▶ _SHORT TASK A_:
Answer these questions about the Tarantino article:
(i) At which hotel did the photo call for "Once Upon A Time In Hollywood" take place?
(ii) Which television series was being taped when Bruce appears in the film?
(iii) Which actor plays Bruce in the movie?
▶ _SHORT TASK B_: Retype the passage from the Tarantino article, starting with "Michael Clark By" and going on through "in their place.".

Quentin Tarantino Refuses to Cave to China

Quentin Tarantino Refuses to Cave to China
Director Quentin Tarantino attends the photo call for Columbia Pictures' "Once Upon A Time In Hollywood" at Four Seasons Hotel Los Angeles at Beverly Hills on July 11, 2019 in Los Angeles, California. (Kevork Djansezian/Getty Images)

Michael Clark By Friday, 25 October 2019 04:34 PM EDT Current | Bio | Archive

With the NBA still trying to navigate its way through a public relations nightmare in the wake of both players and officials backing Communist China and its suppression of free speech in Hong Kong, one unlikely American artist has put the Chinese Communists in their place.

Never one to play the shrinking violet, writer/director Quentin Tarantino recently made a political, artistic, and monetary statement few creative types would dare imagine and one which will ally him with throngs of people with whom he has little, if anything, in common. Today was the scheduled opening date for Tarantino’s latest opus “Once Upon a Time...In Hollywood” (OUATIH) in Mainland China. Contrary to popular belief, this was not the first Tarantino to possibly open in China (more on that in a bit), but will likely be the last.

When it was revealed the movie would be playing in her father Bruce’s homeland, Shannon Lee was none too pleased. Having already seen the movie stateside, Lee took umbrage with Tarantino’s portrayal of her dad in the film. The lone scene where Bruce (Mike Moh) appears is on the lot of a TV studio where Bruce (as the character Kato) is on a break while taping an episode of “The Green Hornet.” He starts a conversation with veteran stunt man Cliff Booth (Brad Pitt) which doesn’t go well and the pair begins fighting. While Bruce starts with a vengeance the skirmish ends with Booth tossing him into a parked car hard enough to cause significant damage to the vehicle. This tussle never actually happened; something Shannon either might not realize or chooses to interpret through her own tainted prism.

▶ _EXTRACTED ENTRIES_:
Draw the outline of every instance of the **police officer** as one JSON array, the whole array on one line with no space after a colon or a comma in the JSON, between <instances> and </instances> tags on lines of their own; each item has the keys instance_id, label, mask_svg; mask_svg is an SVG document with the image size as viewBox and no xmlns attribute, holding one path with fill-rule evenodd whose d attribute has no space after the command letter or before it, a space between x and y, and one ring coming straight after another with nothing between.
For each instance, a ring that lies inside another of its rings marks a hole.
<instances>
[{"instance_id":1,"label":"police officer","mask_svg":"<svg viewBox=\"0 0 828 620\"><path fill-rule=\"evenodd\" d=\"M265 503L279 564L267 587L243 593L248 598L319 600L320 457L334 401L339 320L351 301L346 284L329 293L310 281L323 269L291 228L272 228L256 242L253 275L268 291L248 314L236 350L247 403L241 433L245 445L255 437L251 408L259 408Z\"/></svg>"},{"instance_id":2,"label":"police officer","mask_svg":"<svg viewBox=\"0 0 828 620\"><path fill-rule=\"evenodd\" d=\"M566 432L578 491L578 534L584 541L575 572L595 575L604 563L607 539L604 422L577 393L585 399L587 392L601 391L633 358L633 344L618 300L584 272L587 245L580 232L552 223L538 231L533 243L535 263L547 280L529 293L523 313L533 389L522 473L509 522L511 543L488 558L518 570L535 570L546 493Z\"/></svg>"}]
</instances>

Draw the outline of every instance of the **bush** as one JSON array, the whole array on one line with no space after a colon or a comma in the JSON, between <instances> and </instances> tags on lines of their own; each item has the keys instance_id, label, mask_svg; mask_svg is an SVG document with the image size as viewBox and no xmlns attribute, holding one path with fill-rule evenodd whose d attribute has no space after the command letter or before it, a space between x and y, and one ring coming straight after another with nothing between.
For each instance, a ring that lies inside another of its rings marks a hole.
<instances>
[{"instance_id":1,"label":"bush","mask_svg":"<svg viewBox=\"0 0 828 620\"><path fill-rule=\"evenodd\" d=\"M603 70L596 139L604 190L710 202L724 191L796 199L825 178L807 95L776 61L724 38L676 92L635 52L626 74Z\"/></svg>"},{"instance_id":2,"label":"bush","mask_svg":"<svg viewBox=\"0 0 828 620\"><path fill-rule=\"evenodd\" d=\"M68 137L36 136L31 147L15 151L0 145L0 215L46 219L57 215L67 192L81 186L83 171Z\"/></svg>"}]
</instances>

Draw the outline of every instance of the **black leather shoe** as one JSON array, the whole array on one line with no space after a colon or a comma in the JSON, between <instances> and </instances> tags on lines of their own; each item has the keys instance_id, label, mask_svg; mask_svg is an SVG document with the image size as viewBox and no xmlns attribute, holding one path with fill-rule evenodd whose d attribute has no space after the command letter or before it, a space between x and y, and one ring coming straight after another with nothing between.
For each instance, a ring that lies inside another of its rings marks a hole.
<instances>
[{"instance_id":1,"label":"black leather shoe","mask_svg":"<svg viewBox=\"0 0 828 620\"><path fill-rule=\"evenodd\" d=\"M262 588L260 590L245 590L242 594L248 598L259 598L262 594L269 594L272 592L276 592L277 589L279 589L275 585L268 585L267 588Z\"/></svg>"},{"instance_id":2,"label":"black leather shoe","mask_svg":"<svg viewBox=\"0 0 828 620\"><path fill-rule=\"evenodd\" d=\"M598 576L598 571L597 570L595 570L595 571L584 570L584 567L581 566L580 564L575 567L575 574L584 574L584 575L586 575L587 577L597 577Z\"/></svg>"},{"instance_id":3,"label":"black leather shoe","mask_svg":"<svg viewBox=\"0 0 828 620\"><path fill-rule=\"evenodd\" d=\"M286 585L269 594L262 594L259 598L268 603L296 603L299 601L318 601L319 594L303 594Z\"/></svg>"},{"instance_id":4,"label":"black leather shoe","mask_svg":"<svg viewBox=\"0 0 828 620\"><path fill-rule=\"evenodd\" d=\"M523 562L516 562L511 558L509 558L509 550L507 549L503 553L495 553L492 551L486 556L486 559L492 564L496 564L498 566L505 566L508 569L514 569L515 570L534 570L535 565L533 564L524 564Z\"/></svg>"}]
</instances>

▶ _TASK ANSWER A_:
(i) Four Seasons Hotel Los Angeles at Beverly Hills
(ii) "The Green Hornet"
(iii) Mike Moh

▶ _TASK ANSWER B_:
Michael Clark By Friday, 25 October 2019 04:34 PM EDT Current | Bio | Archive

With the NBA still trying to navigate its way through a public relations nightmare in the wake of both players and officials backing Communist China and its suppression of free speech in Hong Kong, one unlikely American artist has put the Chinese Communists in their place.